EXERCISE INSTRUCTIONS »
In the items below, take the part that opens with the line containing "Target: sweater sleeve" and closes at the end of the items. Write it out again, changing "sweater sleeve" to "jumper sleeve" and leaving everything else the same.

════════════════

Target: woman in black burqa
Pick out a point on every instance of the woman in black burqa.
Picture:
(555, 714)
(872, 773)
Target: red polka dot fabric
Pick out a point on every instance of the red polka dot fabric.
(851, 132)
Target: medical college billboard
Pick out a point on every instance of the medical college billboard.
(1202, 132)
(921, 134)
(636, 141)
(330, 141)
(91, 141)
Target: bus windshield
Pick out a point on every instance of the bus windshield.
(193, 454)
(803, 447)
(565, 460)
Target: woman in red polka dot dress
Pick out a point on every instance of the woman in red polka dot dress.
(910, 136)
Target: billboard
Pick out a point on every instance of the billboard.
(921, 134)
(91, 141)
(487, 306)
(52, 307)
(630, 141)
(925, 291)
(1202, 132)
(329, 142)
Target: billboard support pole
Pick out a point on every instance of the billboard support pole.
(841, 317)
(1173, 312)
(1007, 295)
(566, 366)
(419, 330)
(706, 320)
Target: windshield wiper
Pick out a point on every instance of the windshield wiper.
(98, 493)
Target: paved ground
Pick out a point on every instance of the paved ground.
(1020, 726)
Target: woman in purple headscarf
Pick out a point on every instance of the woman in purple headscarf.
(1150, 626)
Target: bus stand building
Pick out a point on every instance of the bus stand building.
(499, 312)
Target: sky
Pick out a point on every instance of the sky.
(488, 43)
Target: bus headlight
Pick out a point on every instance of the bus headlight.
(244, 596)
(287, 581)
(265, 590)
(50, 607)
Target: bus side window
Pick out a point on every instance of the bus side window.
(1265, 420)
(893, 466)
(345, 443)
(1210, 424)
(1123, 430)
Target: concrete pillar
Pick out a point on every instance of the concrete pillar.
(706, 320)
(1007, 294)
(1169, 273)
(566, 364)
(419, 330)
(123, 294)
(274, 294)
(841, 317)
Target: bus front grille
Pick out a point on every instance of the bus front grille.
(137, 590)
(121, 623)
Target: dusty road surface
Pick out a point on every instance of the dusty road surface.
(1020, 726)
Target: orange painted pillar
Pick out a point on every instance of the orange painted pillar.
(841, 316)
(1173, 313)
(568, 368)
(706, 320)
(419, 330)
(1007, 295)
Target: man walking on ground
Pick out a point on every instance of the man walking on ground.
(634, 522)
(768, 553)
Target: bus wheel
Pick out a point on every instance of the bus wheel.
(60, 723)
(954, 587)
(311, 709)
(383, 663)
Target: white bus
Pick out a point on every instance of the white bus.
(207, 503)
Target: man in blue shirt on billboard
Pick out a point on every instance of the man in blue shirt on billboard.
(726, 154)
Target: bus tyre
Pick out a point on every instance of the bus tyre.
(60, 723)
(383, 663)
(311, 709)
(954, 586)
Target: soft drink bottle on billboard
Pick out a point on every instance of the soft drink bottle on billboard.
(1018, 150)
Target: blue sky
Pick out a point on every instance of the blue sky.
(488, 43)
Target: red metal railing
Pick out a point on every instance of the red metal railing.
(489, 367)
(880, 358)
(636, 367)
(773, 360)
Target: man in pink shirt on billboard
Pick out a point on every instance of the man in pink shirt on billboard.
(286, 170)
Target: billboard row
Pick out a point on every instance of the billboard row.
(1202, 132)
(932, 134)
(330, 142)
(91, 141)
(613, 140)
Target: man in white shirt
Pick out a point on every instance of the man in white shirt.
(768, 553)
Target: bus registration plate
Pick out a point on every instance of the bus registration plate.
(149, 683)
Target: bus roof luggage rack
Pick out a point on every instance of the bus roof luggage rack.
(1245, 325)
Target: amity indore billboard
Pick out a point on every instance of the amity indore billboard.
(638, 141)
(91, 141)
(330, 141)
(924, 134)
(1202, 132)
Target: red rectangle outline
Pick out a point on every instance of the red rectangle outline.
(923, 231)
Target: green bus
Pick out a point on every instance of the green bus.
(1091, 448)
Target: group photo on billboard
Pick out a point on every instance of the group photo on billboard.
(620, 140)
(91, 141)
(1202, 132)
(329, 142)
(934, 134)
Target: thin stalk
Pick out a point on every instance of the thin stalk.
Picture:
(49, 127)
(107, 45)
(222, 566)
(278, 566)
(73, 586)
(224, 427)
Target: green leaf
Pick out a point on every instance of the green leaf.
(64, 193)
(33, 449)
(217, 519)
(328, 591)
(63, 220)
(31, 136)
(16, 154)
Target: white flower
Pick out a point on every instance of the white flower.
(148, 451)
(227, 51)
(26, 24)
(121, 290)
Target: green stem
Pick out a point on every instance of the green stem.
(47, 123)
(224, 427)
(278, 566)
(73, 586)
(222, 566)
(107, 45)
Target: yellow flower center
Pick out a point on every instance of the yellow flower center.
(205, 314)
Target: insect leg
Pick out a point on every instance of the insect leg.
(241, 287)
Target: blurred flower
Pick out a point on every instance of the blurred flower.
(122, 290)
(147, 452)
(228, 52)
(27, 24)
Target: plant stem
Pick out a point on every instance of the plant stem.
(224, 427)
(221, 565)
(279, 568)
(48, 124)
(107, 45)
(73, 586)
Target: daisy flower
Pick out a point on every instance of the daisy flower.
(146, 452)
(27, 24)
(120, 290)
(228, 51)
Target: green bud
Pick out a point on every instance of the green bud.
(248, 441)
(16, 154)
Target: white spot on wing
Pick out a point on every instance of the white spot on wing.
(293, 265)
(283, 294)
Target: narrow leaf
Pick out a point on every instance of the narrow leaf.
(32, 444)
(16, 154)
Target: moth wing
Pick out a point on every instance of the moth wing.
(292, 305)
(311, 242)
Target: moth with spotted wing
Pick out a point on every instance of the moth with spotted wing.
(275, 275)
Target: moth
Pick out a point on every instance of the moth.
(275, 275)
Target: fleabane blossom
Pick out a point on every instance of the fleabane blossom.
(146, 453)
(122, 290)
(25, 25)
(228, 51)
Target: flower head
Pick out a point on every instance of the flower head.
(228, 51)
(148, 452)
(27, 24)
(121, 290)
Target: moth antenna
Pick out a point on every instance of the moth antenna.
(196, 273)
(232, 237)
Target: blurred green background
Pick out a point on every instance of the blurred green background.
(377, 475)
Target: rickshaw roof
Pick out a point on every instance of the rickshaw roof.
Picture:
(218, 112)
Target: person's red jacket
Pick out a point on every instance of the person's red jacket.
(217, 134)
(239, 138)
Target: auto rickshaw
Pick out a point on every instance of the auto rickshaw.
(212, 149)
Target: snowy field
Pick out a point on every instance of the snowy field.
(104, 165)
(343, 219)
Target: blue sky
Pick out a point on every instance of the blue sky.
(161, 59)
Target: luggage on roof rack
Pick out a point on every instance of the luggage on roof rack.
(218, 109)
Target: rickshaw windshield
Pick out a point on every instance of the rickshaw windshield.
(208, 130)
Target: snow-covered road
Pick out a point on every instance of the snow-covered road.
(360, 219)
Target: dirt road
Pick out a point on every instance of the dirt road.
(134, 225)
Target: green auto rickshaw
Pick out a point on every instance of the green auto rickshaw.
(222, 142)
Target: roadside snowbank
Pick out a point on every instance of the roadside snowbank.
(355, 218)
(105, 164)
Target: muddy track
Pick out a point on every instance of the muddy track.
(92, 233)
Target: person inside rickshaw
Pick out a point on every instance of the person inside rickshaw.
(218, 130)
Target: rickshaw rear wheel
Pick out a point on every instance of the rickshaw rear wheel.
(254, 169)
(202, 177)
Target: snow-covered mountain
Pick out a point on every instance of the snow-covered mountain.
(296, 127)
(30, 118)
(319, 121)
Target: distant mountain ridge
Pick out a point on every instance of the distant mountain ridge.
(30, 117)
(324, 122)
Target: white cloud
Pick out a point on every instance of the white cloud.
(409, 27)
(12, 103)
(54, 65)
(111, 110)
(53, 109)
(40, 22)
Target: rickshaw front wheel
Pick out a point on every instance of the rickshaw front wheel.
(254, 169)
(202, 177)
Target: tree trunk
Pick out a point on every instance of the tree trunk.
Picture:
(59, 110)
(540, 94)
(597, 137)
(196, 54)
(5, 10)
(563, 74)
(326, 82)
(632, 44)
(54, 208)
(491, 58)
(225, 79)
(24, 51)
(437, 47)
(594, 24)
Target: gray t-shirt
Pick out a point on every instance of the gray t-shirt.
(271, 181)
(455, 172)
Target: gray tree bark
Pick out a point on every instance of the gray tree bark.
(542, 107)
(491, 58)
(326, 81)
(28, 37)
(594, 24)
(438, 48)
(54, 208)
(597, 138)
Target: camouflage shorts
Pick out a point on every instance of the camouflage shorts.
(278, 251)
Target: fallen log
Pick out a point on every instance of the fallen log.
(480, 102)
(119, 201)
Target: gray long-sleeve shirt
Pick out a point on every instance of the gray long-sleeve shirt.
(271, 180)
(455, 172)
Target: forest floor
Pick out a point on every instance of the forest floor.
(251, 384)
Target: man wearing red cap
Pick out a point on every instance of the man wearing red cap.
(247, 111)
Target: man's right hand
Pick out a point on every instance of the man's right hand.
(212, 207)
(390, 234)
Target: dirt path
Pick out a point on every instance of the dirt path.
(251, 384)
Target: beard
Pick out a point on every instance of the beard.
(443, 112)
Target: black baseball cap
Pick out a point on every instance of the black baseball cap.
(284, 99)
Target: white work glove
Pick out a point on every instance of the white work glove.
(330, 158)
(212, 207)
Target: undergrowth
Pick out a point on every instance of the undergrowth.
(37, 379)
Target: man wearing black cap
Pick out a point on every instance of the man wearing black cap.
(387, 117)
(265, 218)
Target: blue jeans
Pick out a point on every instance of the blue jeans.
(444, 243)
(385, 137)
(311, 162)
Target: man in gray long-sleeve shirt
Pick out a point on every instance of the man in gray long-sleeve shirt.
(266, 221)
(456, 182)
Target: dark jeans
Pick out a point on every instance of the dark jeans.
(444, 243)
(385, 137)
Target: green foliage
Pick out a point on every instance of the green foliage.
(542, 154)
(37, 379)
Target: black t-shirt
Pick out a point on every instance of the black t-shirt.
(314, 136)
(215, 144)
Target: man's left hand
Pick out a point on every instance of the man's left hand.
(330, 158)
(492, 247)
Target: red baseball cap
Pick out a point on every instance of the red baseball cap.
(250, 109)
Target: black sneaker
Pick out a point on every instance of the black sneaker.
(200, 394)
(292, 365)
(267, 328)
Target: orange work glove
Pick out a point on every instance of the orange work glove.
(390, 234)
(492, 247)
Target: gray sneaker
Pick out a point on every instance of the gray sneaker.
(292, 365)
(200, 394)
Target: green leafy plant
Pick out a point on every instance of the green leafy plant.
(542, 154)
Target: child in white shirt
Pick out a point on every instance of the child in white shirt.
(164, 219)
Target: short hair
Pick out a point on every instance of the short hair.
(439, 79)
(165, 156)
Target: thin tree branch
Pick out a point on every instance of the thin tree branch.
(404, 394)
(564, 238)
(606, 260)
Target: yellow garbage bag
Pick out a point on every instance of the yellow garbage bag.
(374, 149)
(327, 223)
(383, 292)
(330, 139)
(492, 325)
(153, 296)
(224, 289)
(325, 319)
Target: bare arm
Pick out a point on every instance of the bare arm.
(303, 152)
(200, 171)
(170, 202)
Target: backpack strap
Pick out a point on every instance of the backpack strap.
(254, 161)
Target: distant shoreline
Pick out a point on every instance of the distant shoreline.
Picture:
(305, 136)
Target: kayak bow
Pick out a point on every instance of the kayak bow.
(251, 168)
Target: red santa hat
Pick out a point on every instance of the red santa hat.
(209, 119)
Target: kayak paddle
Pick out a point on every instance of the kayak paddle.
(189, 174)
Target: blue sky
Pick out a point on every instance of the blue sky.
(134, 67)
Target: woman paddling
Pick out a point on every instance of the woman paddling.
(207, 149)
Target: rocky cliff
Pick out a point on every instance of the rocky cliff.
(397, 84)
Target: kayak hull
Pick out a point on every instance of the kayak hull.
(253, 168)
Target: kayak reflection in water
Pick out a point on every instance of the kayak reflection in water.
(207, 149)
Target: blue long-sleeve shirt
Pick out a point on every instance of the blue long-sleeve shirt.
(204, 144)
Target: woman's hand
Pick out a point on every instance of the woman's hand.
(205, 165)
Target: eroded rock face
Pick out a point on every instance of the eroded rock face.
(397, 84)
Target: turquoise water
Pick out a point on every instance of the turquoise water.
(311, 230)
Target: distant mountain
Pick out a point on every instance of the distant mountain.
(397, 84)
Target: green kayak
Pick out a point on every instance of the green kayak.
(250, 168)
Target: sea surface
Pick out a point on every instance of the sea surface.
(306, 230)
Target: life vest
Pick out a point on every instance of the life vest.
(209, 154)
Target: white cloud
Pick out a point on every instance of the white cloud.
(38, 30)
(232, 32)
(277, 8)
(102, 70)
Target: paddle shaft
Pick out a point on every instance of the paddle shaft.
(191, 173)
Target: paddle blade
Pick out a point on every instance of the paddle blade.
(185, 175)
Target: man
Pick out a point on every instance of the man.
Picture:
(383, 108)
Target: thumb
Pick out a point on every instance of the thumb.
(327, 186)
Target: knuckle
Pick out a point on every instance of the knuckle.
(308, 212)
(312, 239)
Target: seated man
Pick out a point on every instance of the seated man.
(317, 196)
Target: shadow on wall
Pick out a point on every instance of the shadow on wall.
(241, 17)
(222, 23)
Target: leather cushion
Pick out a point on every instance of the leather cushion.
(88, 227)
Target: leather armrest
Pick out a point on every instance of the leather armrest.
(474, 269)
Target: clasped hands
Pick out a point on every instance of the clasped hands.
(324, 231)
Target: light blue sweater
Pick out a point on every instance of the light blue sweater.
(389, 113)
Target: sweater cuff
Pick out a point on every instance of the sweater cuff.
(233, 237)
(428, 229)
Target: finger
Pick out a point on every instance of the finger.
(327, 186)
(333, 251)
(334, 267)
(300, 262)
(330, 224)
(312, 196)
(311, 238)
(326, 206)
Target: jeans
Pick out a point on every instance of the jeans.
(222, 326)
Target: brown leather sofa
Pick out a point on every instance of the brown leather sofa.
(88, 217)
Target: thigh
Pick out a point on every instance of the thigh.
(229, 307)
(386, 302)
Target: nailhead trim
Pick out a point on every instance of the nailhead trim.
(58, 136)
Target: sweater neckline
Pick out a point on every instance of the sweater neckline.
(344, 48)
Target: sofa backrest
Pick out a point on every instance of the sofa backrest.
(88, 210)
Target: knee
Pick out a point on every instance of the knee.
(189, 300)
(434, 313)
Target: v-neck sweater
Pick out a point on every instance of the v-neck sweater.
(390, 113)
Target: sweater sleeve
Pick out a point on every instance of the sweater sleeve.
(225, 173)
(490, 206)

════════════════

RESPONSE »
Target: jumper sleeve
Pick out a point on every instance of the jumper sleeve.
(225, 173)
(490, 206)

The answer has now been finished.